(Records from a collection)
========================================

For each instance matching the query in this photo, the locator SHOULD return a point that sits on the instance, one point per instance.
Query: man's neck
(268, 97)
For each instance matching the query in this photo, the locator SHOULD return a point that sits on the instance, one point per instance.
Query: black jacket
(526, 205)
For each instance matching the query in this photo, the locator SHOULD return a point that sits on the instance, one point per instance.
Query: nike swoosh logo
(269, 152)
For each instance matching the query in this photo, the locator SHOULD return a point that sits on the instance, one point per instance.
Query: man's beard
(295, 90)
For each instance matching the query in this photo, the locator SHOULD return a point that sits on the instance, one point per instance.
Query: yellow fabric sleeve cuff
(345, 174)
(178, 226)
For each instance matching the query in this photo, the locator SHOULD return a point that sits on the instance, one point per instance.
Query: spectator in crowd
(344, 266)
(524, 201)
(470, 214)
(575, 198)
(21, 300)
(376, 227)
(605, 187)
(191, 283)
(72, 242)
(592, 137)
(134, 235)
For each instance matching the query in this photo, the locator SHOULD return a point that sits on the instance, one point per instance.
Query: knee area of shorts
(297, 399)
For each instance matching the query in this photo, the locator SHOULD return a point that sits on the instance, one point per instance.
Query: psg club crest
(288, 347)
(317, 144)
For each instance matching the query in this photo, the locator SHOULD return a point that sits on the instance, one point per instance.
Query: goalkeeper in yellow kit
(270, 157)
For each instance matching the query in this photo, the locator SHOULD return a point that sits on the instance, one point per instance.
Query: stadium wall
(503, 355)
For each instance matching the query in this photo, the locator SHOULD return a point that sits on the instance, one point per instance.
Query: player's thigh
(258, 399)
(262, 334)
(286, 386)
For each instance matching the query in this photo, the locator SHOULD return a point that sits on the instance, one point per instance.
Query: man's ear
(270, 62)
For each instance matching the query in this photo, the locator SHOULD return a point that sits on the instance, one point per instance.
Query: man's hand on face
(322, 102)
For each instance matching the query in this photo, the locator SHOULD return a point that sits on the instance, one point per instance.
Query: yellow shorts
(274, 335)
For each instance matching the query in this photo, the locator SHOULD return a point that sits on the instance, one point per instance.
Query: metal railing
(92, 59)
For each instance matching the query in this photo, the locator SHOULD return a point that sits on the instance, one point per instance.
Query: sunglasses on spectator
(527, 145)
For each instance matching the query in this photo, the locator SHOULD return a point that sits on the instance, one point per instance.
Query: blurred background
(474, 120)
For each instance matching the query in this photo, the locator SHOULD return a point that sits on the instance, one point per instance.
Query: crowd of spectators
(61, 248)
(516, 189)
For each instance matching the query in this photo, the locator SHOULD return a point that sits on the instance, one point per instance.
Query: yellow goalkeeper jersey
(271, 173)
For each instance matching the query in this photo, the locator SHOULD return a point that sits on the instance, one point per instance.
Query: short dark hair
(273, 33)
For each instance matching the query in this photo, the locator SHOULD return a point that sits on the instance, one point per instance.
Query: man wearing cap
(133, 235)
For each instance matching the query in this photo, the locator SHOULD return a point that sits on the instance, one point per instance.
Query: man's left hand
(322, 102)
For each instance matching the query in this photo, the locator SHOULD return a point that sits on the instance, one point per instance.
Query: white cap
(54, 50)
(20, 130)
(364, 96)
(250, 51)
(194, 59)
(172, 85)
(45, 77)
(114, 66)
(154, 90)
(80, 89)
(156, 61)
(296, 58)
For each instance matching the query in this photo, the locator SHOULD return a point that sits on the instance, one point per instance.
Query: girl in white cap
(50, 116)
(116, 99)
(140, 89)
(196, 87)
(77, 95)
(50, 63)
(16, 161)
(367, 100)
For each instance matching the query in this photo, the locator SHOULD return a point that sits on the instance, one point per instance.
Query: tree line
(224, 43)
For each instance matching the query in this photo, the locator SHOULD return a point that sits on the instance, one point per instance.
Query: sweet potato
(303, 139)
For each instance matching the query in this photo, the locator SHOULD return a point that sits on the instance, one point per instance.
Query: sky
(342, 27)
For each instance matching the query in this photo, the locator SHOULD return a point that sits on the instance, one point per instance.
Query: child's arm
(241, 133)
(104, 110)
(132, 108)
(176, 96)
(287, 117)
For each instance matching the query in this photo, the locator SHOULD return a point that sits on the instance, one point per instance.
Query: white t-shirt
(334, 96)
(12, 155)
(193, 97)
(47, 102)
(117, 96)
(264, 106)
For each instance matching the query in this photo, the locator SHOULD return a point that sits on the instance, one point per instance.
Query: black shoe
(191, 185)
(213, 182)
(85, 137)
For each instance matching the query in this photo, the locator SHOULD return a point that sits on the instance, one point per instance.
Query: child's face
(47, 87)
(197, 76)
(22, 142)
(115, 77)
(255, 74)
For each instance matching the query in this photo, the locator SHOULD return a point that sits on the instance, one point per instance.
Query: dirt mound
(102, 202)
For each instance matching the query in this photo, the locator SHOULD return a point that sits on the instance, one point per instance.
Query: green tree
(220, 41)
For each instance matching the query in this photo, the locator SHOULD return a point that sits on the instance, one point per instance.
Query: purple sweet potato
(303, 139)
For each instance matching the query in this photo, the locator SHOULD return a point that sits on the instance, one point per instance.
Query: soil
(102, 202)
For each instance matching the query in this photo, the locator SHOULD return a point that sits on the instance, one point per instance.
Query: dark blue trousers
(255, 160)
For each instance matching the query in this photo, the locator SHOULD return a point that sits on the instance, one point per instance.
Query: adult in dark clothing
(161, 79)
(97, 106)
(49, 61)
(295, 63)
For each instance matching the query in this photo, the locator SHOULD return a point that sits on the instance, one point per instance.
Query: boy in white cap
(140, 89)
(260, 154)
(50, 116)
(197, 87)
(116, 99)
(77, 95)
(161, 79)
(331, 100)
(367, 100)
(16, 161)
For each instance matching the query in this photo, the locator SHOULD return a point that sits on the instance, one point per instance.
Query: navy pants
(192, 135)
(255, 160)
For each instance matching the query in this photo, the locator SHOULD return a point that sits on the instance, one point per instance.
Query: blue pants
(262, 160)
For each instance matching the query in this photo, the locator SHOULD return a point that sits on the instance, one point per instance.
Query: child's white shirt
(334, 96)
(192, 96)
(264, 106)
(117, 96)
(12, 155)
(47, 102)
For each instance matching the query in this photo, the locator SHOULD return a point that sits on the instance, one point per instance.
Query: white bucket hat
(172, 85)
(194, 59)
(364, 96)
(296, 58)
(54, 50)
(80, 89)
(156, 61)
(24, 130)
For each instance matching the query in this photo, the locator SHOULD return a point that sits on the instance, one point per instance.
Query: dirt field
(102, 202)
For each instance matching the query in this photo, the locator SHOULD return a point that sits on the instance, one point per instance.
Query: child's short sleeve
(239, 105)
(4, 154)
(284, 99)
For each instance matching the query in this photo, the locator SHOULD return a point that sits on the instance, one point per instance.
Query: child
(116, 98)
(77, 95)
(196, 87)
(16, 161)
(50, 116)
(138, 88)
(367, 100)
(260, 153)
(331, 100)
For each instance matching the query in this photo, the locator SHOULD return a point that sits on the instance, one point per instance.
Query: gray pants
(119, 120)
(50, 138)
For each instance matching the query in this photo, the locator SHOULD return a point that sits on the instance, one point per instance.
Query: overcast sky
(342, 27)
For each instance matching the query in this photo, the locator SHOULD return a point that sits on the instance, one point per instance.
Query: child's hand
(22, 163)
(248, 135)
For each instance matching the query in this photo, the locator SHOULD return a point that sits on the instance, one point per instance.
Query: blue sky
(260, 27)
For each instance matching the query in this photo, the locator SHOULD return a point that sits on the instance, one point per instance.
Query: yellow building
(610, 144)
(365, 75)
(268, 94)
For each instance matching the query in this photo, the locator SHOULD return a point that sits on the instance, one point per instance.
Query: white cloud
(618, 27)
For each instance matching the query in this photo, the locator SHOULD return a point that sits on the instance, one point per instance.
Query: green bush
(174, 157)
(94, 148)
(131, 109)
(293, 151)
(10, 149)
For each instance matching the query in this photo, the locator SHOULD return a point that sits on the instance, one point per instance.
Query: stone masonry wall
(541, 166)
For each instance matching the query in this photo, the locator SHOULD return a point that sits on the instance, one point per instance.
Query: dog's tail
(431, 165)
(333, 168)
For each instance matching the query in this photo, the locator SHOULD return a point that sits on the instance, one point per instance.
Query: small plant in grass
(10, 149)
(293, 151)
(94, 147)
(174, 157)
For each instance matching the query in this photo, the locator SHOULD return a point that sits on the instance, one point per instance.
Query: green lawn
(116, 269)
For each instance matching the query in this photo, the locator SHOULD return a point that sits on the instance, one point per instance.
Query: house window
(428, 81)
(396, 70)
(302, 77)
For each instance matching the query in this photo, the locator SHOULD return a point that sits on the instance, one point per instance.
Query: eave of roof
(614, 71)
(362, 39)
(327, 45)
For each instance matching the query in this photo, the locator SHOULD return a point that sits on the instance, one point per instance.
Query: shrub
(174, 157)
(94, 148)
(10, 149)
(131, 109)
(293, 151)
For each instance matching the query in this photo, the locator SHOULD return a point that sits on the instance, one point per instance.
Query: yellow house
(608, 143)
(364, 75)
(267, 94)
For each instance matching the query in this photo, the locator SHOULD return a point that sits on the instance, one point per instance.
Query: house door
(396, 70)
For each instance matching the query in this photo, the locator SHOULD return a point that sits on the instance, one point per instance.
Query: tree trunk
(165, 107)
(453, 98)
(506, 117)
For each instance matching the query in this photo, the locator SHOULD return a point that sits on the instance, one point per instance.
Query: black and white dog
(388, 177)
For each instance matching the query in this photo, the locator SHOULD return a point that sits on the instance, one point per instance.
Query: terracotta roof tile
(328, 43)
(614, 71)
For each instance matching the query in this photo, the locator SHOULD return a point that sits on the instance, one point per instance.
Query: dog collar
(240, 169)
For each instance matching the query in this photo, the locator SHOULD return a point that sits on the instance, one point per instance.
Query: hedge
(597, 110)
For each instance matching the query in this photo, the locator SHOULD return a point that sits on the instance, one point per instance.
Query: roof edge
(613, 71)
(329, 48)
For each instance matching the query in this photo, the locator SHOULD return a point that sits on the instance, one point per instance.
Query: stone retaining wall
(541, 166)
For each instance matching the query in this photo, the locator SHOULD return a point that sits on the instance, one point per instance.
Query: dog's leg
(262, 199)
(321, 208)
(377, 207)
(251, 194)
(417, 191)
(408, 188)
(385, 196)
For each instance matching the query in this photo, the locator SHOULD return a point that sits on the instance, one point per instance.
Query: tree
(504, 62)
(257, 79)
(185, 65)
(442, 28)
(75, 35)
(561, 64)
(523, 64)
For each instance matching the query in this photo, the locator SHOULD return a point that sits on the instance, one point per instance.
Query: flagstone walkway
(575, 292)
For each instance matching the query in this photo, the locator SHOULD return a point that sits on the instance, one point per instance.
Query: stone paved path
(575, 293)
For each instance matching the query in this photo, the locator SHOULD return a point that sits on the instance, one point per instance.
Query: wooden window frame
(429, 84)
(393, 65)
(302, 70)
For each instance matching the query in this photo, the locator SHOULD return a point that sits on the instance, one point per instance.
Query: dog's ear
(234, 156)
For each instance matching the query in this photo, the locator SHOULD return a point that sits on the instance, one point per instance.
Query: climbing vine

========================================

Task objective ::
Write out again, exactly, the line containing "Query: stone paved path" and every later line of the records. Omit the rest.

Reply ::
Query: stone paved path
(575, 293)
For each instance matching the query in this photo, the locator SHOULD return a point that sits on the instance, one point per instance.
Query: wooden window frame
(429, 84)
(393, 65)
(302, 70)
For each instance matching the query in this photo, the locator SHOULD return a point that sits on the instance, one point per instance.
Query: dog's ear
(234, 156)
For each instance matching the query in this photo, the locator SHOULD return a point that sits on the instance, one point per instance.
Query: climbing vine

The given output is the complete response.